(Saved entries)
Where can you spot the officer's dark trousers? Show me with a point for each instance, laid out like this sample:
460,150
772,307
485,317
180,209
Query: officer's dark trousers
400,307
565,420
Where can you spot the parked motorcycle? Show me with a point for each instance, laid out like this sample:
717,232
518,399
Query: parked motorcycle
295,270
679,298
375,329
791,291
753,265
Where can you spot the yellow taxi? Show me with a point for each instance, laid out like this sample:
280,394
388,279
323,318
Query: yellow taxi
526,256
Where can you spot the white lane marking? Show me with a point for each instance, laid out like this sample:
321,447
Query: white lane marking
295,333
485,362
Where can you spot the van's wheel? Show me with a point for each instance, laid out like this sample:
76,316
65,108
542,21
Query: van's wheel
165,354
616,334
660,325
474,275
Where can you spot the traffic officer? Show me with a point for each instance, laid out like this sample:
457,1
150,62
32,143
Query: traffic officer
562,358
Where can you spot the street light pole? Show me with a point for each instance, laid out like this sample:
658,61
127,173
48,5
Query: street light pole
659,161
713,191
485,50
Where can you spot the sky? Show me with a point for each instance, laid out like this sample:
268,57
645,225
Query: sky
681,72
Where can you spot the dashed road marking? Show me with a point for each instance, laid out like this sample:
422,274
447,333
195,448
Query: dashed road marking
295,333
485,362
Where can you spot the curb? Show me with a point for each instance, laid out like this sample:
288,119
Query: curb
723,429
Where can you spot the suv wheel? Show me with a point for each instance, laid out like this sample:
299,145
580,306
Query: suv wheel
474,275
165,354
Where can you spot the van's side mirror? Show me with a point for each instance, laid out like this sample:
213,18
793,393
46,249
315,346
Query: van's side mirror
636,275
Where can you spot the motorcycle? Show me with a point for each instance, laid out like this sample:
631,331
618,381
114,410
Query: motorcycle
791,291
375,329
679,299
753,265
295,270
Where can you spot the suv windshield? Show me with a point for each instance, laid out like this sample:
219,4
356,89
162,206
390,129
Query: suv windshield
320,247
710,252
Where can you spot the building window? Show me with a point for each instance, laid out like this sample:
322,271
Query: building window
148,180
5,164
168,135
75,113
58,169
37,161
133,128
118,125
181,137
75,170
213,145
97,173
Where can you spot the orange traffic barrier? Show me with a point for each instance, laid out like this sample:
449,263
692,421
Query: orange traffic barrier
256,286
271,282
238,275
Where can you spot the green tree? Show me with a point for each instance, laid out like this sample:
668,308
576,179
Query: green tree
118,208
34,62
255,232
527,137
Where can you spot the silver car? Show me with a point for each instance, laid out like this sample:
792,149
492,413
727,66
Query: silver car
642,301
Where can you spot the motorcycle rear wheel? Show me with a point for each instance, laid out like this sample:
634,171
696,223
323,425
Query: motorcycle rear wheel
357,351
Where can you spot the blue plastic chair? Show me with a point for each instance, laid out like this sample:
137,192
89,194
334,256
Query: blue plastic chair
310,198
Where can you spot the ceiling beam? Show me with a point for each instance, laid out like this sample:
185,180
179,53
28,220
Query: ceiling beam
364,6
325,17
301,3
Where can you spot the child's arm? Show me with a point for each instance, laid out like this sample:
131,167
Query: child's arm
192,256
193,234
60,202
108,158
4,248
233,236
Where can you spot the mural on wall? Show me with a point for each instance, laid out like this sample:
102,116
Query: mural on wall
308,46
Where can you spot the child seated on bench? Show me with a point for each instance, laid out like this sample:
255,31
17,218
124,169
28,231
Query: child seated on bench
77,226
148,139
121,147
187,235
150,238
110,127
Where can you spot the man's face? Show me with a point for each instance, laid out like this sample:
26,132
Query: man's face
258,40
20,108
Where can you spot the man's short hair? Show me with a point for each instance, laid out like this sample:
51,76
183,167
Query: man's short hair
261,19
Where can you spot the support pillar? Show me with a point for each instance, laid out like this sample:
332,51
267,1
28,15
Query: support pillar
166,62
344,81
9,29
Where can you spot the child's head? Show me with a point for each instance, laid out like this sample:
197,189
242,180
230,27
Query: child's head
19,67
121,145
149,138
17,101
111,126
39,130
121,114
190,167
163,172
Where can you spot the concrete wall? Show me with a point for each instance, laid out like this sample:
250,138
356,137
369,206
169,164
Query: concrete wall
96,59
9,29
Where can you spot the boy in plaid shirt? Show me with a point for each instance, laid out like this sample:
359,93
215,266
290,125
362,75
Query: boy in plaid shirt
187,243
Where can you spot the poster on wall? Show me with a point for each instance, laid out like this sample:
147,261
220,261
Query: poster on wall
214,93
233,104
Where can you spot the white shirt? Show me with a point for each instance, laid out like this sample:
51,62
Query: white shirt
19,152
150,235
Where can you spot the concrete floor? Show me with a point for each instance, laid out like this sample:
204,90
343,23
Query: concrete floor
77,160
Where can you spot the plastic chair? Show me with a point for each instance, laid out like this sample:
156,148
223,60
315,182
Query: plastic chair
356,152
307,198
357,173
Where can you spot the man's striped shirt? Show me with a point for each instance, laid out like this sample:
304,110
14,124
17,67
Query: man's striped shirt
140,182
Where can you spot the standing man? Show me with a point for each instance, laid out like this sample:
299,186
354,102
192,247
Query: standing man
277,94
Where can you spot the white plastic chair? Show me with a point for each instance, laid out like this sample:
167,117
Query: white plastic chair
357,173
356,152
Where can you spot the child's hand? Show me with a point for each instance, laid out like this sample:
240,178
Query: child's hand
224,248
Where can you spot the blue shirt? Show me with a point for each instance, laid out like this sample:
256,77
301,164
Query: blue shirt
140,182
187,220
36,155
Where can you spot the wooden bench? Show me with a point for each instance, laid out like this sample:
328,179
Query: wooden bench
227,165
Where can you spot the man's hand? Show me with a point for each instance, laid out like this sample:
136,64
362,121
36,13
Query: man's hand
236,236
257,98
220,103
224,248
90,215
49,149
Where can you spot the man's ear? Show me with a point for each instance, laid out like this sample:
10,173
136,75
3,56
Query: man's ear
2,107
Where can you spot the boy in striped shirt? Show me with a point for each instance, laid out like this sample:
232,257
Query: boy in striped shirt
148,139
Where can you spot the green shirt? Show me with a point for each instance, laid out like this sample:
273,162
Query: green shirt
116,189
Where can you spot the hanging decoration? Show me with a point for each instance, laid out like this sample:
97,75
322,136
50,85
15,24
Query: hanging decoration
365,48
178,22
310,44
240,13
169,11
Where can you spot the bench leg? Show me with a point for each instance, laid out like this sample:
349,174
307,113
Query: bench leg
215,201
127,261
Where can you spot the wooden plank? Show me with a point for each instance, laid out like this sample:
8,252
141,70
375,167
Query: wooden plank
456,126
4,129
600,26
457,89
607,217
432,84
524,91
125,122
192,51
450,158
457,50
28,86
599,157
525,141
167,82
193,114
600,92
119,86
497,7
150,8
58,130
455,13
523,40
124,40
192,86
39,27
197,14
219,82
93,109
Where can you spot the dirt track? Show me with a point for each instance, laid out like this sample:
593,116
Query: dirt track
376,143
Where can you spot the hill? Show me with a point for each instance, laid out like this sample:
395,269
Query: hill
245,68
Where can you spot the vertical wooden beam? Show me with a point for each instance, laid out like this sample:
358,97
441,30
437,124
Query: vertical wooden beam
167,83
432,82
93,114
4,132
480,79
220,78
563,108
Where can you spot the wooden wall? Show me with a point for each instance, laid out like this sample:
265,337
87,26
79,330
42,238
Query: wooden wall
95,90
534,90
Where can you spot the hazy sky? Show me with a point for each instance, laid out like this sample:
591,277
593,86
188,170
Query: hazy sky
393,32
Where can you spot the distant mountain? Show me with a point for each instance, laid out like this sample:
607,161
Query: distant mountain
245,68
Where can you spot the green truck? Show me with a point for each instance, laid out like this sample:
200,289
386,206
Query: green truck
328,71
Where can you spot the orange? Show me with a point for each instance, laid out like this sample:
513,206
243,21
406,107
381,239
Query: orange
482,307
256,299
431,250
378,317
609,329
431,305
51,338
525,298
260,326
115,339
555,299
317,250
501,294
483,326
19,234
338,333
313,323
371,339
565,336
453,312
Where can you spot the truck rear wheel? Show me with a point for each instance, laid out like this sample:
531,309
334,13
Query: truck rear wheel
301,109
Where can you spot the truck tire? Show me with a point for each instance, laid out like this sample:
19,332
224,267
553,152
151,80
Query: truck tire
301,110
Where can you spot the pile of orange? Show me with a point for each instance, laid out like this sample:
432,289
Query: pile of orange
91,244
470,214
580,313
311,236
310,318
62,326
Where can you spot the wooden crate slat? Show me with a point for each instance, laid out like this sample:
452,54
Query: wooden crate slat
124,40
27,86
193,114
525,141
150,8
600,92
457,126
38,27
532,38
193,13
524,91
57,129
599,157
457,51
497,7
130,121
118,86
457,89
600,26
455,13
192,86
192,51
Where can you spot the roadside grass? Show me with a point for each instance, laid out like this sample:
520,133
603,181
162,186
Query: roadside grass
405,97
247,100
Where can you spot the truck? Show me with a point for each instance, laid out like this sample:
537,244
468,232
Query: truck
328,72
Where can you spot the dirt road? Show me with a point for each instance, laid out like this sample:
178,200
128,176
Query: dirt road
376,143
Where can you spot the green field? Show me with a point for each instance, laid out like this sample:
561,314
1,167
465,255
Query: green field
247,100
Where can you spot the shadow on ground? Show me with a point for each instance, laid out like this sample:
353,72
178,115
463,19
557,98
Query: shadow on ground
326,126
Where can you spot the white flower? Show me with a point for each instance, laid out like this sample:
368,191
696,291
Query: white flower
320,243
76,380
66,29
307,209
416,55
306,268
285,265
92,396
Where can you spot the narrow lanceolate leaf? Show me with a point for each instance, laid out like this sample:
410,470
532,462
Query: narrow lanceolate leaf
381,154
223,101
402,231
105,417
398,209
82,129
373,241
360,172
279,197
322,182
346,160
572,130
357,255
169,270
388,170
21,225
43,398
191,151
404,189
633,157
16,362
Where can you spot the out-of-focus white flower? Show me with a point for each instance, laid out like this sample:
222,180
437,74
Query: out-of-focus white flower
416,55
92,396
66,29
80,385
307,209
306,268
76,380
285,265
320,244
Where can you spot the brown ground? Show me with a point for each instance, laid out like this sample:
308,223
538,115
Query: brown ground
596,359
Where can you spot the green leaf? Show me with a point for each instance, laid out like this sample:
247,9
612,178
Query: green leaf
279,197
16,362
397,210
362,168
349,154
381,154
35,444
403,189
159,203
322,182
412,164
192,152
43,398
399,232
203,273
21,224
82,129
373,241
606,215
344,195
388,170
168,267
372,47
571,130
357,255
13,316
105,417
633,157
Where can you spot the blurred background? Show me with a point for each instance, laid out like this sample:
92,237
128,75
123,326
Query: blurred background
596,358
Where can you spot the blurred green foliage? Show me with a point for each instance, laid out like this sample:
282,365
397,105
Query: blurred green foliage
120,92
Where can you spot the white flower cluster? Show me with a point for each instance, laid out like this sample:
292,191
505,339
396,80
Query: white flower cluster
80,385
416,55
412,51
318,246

*Short problem:* Repeat, without change, each line of the data above from the one that contains "Where can you spot the out-of-focus" through the final line, counting both.

*Task solution:*
Where can you spot the out-of-focus white flower? Show me with a point for each instance, laid out like this sample:
222,180
437,74
Query: out-of-focus white flower
416,55
92,396
66,29
80,385
307,209
306,268
76,380
285,265
320,244
Where can you spot the brown ground? Show me with a point for each instance, laid out like this sample:
308,223
538,115
Query: brown ground
596,359
Where can you spot the green leaf? Show me with a point for each instance, laid out like this sample:
247,9
612,178
Query: green leaf
279,197
16,362
397,210
362,168
349,154
381,154
35,444
403,189
159,203
322,182
412,164
192,152
43,398
399,232
203,273
21,224
82,129
373,241
606,215
344,195
388,170
168,267
372,47
571,130
357,255
13,316
105,417
633,157
Where can you spot the blurred background? Show me with a point for each instance, laid out like this sample:
92,237
128,75
123,326
Query: blurred background
596,358
Where can you spot the blurred green foliage? Show me with a point for each instance, laid out like this sample:
282,365
397,105
Query: blurred green foliage
120,92
Where can you spot the white flower cluster? Show me with a point for each instance, laid out like this sample:
292,191
505,339
396,80
Query: white flower cluster
80,385
416,55
412,51
318,246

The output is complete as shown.